▸ Material provided
■ ■ ■ ■ ■ ■ ■
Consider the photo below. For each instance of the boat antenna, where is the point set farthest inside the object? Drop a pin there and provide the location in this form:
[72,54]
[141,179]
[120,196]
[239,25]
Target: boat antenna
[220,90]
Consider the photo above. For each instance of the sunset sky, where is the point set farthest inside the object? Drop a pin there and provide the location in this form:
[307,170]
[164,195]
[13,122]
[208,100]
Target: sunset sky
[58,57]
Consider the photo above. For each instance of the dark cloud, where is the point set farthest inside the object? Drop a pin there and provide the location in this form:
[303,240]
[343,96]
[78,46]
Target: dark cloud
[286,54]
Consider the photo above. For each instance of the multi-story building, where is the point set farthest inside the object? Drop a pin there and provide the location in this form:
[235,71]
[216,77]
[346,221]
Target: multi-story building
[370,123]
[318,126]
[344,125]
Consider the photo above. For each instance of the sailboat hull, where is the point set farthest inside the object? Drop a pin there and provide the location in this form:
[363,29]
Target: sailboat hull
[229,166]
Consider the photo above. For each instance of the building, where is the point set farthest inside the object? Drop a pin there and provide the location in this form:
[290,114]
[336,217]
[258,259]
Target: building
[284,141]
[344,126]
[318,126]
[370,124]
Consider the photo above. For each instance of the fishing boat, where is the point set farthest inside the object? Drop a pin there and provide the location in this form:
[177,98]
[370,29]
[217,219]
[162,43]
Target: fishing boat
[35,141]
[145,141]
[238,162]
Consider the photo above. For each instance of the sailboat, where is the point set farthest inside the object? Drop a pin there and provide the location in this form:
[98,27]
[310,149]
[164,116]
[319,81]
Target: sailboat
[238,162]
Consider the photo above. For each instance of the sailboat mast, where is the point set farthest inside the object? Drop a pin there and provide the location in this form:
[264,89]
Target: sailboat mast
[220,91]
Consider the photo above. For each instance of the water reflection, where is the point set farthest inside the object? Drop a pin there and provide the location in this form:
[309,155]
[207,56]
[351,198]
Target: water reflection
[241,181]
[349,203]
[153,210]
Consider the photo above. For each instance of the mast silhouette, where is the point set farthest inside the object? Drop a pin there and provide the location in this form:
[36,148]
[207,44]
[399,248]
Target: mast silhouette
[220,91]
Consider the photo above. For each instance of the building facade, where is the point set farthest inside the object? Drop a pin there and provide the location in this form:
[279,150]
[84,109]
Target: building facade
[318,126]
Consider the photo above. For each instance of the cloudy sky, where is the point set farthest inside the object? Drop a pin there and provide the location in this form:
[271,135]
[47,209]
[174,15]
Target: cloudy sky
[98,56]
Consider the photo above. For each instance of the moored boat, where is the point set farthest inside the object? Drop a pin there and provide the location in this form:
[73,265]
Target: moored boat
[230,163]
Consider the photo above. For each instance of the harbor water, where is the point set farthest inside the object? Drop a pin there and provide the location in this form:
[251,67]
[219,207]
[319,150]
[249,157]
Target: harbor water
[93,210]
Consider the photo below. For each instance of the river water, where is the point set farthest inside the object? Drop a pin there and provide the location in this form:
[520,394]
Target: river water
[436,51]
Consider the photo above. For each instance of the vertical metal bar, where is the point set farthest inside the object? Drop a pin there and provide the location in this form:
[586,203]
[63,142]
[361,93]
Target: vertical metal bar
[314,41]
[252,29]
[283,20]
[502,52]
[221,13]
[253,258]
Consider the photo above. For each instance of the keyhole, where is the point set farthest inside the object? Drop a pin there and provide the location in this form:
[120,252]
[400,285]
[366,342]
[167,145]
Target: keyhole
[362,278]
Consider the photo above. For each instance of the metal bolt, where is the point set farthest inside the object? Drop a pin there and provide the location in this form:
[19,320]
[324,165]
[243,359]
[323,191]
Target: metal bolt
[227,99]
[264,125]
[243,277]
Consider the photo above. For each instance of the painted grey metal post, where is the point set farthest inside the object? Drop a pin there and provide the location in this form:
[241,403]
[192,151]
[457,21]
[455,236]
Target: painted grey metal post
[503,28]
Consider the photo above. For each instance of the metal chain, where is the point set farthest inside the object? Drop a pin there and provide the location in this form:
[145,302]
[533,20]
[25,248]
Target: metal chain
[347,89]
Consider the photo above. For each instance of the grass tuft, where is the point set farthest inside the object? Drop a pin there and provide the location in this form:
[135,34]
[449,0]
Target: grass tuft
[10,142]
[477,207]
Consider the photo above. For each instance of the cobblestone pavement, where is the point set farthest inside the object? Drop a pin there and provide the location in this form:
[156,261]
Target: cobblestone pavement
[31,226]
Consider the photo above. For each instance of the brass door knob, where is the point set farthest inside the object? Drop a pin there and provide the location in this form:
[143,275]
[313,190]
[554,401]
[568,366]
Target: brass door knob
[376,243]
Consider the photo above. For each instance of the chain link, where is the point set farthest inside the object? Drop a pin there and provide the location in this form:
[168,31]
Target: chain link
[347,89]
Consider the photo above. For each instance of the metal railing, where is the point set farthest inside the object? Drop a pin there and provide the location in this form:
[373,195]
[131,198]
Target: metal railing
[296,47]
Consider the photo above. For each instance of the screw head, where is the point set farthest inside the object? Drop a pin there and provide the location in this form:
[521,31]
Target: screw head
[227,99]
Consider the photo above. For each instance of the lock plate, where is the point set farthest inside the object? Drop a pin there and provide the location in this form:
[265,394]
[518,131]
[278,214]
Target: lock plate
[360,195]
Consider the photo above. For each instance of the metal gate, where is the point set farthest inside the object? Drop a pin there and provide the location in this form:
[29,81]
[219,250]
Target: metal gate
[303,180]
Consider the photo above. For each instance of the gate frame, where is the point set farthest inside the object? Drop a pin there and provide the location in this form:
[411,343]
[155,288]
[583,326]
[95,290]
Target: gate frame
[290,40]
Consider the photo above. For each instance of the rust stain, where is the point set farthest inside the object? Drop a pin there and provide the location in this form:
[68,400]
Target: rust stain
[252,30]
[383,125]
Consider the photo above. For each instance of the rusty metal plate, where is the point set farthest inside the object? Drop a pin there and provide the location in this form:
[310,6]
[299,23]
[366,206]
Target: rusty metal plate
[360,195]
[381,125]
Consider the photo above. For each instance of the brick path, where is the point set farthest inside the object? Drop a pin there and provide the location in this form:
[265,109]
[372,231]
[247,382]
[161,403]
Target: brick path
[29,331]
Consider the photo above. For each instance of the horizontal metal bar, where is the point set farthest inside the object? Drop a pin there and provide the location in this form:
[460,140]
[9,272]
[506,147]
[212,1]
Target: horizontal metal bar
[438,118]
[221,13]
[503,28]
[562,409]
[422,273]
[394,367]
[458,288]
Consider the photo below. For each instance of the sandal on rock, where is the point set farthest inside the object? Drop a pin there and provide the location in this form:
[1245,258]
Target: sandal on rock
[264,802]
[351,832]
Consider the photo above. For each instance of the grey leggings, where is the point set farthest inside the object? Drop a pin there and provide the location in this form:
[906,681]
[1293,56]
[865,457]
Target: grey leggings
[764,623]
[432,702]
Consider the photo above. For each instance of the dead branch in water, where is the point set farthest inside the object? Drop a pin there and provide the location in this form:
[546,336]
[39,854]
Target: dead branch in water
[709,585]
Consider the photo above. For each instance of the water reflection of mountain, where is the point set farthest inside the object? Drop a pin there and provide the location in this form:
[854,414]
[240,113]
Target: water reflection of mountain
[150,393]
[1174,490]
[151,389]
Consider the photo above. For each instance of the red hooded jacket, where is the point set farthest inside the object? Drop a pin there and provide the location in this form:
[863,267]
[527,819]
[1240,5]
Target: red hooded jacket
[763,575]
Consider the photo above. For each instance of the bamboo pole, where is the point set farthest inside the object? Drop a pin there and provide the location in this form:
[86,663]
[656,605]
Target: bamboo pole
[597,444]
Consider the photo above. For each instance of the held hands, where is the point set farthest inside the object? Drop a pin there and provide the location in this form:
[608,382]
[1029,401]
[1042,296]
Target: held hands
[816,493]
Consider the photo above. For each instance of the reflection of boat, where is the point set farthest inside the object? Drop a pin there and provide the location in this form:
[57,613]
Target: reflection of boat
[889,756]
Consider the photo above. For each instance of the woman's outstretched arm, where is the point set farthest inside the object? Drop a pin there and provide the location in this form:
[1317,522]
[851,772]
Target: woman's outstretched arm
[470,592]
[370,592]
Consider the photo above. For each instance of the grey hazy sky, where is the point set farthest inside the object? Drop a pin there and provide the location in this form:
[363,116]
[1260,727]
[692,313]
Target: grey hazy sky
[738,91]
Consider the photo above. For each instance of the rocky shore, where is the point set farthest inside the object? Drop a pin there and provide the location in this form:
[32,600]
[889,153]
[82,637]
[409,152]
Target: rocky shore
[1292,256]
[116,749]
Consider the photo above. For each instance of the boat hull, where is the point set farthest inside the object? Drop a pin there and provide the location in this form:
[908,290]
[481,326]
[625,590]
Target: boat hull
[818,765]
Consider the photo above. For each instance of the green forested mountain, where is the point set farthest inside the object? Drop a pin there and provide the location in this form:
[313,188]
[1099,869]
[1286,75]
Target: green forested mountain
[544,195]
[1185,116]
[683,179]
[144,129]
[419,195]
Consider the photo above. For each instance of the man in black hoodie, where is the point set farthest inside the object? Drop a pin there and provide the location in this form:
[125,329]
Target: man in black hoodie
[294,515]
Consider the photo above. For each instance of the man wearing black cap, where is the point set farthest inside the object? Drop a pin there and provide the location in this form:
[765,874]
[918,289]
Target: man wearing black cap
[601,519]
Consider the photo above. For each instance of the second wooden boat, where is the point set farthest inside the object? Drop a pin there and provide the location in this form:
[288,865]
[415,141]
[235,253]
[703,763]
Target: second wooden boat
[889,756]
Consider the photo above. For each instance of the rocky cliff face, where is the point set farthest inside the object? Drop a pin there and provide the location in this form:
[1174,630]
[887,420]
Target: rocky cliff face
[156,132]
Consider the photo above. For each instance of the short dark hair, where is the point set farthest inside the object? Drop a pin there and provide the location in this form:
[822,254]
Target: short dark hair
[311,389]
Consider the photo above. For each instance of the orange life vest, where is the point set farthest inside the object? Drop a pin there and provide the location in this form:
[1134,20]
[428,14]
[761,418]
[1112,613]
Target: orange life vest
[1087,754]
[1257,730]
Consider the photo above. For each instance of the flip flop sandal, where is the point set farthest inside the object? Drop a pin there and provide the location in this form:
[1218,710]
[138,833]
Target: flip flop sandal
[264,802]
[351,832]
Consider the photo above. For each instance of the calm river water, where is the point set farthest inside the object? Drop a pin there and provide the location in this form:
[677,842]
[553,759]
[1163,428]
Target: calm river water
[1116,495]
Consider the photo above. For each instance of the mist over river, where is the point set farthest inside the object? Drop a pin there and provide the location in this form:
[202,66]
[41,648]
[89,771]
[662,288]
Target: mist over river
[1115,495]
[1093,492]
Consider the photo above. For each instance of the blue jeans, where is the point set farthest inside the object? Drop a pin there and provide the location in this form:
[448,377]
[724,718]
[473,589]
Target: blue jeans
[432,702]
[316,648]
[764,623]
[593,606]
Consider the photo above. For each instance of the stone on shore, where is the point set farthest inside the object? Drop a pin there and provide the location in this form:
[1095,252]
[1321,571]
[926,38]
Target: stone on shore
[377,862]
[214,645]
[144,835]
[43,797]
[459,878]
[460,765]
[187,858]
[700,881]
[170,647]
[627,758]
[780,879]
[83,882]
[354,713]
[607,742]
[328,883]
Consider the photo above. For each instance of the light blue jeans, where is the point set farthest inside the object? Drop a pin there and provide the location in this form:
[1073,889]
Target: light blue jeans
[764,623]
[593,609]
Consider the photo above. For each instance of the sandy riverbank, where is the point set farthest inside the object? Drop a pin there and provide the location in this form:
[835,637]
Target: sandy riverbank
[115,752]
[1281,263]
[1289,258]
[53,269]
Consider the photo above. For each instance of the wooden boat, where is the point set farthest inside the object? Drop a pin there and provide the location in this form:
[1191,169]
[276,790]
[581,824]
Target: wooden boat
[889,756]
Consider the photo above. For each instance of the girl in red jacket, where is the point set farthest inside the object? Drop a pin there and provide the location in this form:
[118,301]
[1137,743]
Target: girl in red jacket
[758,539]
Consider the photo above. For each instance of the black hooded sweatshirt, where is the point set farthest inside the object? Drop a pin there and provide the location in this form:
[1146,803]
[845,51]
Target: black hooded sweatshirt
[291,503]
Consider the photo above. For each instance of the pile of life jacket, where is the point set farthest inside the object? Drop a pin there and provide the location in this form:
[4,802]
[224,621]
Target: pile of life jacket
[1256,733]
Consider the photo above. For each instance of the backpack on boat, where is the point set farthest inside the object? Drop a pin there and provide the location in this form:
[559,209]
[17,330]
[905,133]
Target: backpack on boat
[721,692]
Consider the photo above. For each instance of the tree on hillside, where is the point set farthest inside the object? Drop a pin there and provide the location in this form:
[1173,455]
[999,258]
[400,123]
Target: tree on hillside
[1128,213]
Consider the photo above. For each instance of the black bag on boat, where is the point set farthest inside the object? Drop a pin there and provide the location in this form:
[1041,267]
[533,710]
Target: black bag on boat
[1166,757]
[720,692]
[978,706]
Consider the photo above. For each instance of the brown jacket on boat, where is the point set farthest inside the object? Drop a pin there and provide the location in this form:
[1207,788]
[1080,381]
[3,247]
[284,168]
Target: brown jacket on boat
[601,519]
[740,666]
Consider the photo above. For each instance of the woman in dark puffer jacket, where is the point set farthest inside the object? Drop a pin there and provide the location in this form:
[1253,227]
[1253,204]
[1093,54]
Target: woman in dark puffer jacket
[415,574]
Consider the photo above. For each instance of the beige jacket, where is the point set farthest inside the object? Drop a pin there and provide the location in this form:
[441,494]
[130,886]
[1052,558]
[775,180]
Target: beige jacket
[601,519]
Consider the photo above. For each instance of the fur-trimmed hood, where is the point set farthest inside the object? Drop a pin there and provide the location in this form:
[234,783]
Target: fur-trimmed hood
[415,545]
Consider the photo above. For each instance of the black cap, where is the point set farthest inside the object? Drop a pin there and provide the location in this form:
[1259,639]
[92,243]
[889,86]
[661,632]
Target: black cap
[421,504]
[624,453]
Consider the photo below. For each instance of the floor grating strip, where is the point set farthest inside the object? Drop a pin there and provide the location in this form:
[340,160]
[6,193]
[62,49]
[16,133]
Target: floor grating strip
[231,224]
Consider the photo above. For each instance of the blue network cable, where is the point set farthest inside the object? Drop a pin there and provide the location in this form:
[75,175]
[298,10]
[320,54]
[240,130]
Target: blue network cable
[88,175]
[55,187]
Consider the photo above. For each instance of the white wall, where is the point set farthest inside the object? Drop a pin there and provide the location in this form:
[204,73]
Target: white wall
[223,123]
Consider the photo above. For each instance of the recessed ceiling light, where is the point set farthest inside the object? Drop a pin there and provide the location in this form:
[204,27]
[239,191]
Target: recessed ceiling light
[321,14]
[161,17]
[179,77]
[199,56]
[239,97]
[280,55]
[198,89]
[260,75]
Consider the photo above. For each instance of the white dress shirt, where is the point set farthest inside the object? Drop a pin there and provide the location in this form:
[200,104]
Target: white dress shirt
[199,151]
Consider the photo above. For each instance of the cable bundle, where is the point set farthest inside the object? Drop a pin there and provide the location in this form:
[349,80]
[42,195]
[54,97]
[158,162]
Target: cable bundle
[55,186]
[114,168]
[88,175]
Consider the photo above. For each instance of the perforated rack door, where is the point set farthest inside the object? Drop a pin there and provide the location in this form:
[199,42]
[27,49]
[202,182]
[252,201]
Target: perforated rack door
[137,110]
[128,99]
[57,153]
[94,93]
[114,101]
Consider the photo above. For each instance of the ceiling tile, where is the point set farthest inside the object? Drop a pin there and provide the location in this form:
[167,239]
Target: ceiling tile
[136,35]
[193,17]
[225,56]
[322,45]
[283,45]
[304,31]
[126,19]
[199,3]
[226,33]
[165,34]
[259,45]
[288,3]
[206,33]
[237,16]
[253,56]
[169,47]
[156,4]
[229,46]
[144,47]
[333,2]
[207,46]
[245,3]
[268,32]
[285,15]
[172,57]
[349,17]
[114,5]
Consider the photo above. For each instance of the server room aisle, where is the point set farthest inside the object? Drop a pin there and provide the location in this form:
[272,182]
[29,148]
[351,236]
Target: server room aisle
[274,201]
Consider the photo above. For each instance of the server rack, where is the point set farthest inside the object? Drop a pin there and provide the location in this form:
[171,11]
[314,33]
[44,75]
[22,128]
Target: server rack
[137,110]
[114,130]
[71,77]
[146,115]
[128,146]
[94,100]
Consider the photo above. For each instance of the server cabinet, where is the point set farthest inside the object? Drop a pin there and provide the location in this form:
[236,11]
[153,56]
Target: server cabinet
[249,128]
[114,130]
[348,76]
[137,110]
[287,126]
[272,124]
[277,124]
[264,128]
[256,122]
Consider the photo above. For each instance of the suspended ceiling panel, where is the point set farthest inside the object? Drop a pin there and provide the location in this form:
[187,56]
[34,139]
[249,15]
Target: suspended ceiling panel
■ ■ ■ ■ ■ ■ ■
▸ What this task involves
Exactly repeat the lines from the line that contains "Consider the photo above. For each instance of the server room" to the end of the entries, both included, and leave out all other lines.

▸ In response
Consider the photo above. For each instance of the server room aisle, where is the point set farthest inside the object? Drop a pin there and provide the location in this form:
[272,182]
[29,148]
[351,236]
Target: server room aisle
[274,201]
Consider the photo above. For each instance of the server rack, where is the point set farthest inside the object? Drop a pin there and provide the location in this form:
[171,11]
[314,33]
[44,75]
[22,128]
Target: server rack
[137,110]
[114,130]
[71,77]
[146,115]
[128,146]
[94,100]
Consider the photo above. For each instance of the server cabinet, where is the point set farthest inside the object? Drop a pin there and provide the location in this form:
[236,11]
[153,56]
Target: server cabinet
[249,128]
[114,130]
[348,76]
[137,110]
[287,126]
[272,124]
[277,124]
[264,128]
[256,122]
Consider the photo above. For each instance of the suspended ceiling panel, where is the point set farthest inside the object? Drop a pin there and provide the location in this form:
[187,56]
[34,139]
[249,15]
Target: suspended ceiling panel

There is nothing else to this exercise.